There was a lovely exhibit of irrelevant talking parrots including Shepard Smith, Greg Gutfeld, Tucker Carlson and Mr.[sic] Van Susteren. I can’t keep all of their names straight but one of them suggested that the majority of voters are like abused housewives who voted to stay with their abuser. Most of them were squawking about Hurricane Sandy and that America was about to go over a cliff. As expected, they blamed the liberal media for handing the election to Obama while simultaneously chirping that Fox is the most watched news broadcast in the nation. I know. I know. It doesn’t make a hell of a lot of sense but it’s Fox News. It doesn’t have to. While I don’t think they understand the difference between Mexican-Americans and Cuban-Americans, they seem to think that any Republican politician with a name ending in O or Z will need to be on the bottom half of the ticket in 2016 if Republicans are to take the White House back.

== MATERIAL SHOWN ==
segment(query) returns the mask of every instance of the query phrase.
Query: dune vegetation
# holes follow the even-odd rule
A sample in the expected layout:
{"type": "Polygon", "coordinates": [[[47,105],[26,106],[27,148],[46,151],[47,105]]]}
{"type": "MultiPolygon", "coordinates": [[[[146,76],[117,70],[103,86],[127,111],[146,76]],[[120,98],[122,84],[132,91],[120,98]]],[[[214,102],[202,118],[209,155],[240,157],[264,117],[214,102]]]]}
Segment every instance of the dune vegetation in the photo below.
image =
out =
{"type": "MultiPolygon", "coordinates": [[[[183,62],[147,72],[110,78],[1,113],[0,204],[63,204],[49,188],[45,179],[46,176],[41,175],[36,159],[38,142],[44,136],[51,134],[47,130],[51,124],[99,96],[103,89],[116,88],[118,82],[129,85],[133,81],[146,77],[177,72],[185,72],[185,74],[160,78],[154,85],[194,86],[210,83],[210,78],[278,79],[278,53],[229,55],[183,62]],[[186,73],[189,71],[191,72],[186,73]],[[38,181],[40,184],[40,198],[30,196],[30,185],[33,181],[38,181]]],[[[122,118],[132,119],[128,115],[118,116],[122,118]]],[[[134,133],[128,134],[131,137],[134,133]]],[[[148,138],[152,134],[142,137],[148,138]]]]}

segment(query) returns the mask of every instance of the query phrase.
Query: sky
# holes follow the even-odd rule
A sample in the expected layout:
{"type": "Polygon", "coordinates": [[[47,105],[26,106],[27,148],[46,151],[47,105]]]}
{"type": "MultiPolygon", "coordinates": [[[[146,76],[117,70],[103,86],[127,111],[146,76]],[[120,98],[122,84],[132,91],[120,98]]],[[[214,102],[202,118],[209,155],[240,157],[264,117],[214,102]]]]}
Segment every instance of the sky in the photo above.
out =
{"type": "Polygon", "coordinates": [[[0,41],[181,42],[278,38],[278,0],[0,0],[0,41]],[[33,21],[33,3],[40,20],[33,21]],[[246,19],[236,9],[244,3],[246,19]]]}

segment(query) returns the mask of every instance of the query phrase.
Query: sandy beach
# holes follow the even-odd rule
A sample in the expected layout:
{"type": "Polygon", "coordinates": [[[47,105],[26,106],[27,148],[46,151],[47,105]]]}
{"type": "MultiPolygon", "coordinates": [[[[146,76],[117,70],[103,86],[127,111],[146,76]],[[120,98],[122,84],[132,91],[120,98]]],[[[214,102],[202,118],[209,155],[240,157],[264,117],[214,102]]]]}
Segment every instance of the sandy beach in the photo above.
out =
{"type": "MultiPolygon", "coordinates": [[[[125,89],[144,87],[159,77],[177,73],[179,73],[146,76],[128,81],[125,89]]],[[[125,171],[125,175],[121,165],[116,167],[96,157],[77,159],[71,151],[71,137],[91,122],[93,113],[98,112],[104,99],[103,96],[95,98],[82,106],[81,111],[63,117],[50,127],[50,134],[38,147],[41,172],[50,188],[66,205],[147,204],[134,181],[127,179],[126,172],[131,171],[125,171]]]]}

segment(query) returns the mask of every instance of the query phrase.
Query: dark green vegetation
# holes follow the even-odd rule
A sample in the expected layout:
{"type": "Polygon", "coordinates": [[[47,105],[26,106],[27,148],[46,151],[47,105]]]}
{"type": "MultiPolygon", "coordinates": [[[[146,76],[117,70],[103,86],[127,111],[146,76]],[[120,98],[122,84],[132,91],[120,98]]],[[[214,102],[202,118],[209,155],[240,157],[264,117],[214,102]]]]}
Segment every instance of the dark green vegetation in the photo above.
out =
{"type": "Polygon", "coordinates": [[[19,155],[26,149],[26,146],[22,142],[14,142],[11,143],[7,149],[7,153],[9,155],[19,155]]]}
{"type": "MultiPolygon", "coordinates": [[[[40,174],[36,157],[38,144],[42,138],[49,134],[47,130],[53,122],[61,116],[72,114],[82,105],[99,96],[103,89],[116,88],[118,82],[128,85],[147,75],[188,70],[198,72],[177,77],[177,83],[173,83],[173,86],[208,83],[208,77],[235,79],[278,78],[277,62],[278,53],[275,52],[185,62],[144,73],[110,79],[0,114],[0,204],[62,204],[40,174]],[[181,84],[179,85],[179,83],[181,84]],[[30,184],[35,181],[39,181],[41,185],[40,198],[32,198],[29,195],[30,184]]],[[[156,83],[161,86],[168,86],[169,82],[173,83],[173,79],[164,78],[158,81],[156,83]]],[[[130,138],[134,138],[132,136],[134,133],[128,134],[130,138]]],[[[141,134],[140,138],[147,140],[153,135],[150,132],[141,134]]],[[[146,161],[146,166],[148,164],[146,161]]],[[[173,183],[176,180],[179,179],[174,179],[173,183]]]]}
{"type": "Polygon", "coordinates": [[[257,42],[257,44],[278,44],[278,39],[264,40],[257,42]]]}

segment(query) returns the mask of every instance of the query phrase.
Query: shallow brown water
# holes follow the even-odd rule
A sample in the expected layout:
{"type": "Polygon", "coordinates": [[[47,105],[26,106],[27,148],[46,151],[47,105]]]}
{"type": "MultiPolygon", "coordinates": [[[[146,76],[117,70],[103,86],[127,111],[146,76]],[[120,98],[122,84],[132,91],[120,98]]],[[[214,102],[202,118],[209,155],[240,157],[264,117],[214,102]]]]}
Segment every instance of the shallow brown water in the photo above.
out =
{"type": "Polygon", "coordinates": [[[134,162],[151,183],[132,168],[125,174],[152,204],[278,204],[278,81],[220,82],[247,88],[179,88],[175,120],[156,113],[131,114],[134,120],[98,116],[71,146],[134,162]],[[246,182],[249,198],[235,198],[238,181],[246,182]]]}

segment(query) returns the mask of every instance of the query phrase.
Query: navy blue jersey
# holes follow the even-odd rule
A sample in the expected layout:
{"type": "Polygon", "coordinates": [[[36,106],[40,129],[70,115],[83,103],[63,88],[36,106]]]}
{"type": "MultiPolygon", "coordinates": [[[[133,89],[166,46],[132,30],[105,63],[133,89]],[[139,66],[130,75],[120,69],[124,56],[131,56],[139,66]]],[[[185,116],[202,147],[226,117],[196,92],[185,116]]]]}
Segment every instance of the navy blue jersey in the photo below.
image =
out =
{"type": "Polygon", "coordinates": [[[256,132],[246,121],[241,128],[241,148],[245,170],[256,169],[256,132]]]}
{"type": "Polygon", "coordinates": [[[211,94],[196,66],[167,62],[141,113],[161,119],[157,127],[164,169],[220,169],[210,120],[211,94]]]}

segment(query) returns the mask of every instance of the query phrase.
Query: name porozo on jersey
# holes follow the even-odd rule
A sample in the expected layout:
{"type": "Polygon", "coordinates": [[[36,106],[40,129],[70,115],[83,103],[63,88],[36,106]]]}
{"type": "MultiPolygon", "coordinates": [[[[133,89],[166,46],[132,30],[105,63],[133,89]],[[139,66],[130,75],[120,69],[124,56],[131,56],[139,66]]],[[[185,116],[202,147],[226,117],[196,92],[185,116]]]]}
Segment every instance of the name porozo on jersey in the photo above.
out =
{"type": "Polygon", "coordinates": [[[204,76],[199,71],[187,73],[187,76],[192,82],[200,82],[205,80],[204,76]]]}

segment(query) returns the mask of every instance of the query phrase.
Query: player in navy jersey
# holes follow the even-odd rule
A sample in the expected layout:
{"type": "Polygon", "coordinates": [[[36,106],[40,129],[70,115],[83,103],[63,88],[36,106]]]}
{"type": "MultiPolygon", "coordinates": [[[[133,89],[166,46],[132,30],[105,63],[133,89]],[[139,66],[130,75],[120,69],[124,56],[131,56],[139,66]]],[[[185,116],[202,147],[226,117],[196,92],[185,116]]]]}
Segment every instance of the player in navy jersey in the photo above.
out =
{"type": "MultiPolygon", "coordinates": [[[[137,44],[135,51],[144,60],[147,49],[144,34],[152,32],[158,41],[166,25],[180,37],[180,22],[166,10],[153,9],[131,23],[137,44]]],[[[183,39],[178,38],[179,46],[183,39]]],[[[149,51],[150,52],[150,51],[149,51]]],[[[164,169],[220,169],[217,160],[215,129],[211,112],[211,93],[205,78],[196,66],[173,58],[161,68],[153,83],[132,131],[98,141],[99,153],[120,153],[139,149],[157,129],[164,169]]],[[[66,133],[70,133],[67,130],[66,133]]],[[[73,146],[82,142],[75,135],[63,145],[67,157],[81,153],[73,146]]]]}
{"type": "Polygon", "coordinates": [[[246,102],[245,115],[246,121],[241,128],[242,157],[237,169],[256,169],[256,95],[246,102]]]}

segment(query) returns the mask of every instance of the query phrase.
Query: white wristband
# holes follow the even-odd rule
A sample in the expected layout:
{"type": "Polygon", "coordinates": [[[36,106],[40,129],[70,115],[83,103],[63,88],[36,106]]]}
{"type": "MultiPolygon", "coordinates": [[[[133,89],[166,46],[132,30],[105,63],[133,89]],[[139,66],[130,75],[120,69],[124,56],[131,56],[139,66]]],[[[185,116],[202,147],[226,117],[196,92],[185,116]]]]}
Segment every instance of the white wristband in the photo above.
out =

== YOUR GOAL ==
Can you carry on the piece about the Fox News pundits from its last sentence?

== EXERCISE OUTPUT ==
Every zoo has its specialty and Fox is no exception. They have the largest collection of blonde, bulemic middle school girls posing as reporters with names like Megyn, Gretchen, Cheryl and Dana… many of them openly wept as the election results came in causing a river of mascara that got all over everything.

But the real treat came when I ran across that rare but ever-lovable snow beast, Sarah Palin. She’s a bit older but still very capable of smacking her lips while rattling off those non-sensical run-on sentences like “this election if it continues the way it is going will be a catastrophic setback to our economy and to any opportunity that we would have for Supreme Court justices to be appointed who would be strict adherents to the traditional interpretation of what our Constitution says which is a blueprint towards a more perfect union.” Isn’t she precious? Honestly, I was surprised to see that she had actually survived the end-of-days calamity known as the 2008 election.

Now Margaret, I don’t suggest that you visit the Fox Zoo. The lighting is bad, the air is thin, and reality is in short supply. They haven’t cleaned the cages in years so the bullshit is everywhere. Instead let me visit occasionally and send back reports. Trust me. It’s better that way.

Unlike the zoo, trips to Fox News should probably be few and far between. I mean it. Really.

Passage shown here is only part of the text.